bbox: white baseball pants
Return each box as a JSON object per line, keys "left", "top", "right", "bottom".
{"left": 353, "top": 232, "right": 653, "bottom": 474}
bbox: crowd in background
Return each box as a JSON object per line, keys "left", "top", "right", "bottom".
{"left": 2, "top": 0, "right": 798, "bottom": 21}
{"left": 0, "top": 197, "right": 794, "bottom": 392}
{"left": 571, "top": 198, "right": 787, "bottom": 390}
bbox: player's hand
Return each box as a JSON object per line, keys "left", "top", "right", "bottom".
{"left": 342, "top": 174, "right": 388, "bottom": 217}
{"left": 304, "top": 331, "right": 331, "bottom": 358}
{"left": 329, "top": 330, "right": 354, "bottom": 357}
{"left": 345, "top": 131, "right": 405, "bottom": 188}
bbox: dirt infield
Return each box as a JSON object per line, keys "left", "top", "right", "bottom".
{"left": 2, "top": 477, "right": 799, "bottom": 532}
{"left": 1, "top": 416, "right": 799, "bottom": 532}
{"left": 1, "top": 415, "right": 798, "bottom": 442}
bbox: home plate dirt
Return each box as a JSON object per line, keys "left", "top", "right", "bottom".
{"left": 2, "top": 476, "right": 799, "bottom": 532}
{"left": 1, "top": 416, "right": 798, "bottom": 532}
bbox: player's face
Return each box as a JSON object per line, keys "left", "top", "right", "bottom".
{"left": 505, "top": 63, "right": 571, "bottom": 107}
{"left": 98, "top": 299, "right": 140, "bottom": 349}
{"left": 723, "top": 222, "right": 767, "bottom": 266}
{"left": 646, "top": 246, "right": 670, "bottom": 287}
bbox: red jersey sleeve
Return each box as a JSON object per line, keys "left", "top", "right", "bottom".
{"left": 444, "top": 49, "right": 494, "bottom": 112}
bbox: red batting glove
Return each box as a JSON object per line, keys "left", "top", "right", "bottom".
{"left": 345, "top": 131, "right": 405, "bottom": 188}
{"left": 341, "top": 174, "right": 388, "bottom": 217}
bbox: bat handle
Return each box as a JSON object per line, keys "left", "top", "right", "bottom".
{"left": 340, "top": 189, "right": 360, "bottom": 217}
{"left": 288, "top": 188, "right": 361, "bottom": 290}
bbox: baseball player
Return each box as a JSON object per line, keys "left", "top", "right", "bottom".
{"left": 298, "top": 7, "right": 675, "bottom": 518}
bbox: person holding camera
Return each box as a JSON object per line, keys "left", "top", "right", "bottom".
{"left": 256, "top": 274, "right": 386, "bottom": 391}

TASK DIRECTIONS
All of the data above is to be transcribed without alteration.

OUTPUT
bbox: white baseball pants
Return each box as a JSON object per line, keys "left", "top", "right", "bottom".
{"left": 353, "top": 232, "right": 653, "bottom": 474}
bbox: crowd in background
Return each box as a JSON object per line, keys "left", "top", "right", "bottom".
{"left": 2, "top": 0, "right": 798, "bottom": 21}
{"left": 0, "top": 197, "right": 794, "bottom": 392}
{"left": 571, "top": 198, "right": 787, "bottom": 390}
bbox: player's hand
Return each box as a JSON object per line, keys "left", "top", "right", "bottom".
{"left": 342, "top": 174, "right": 388, "bottom": 217}
{"left": 304, "top": 331, "right": 331, "bottom": 358}
{"left": 329, "top": 330, "right": 354, "bottom": 357}
{"left": 345, "top": 131, "right": 405, "bottom": 188}
bbox: dirt infield
Return each box as a JSON object per line, keys "left", "top", "right", "bottom".
{"left": 2, "top": 477, "right": 799, "bottom": 532}
{"left": 1, "top": 416, "right": 799, "bottom": 532}
{"left": 1, "top": 415, "right": 798, "bottom": 442}
bbox: home plate dirt
Return each box as a JSON object per line, keys "left", "top", "right", "bottom".
{"left": 2, "top": 476, "right": 799, "bottom": 532}
{"left": 1, "top": 416, "right": 798, "bottom": 532}
bbox: player's face
Return each box as a JSON object per line, keys "left", "top", "right", "bottom".
{"left": 505, "top": 63, "right": 571, "bottom": 107}
{"left": 98, "top": 299, "right": 140, "bottom": 349}
{"left": 723, "top": 222, "right": 767, "bottom": 266}
{"left": 646, "top": 246, "right": 670, "bottom": 287}
bbox: red jersey sleeve
Return each box as a JSON object per line, keys "left", "top", "right", "bottom".
{"left": 444, "top": 49, "right": 494, "bottom": 112}
bbox: red batting glove
Return each box as a JSON object per line, keys "left", "top", "right", "bottom".
{"left": 345, "top": 131, "right": 405, "bottom": 188}
{"left": 341, "top": 174, "right": 388, "bottom": 217}
bbox: bat handle
Return each box as a JSON object per line, keys "left", "top", "right", "bottom".
{"left": 340, "top": 189, "right": 360, "bottom": 217}
{"left": 288, "top": 188, "right": 361, "bottom": 290}
bbox: baseball player
Return each box as a JSON object per line, keys "left", "top", "right", "bottom".
{"left": 298, "top": 7, "right": 675, "bottom": 518}
bbox: person holding camera
Return each box as a JSON object per line, keys "left", "top", "right", "bottom".
{"left": 256, "top": 274, "right": 386, "bottom": 391}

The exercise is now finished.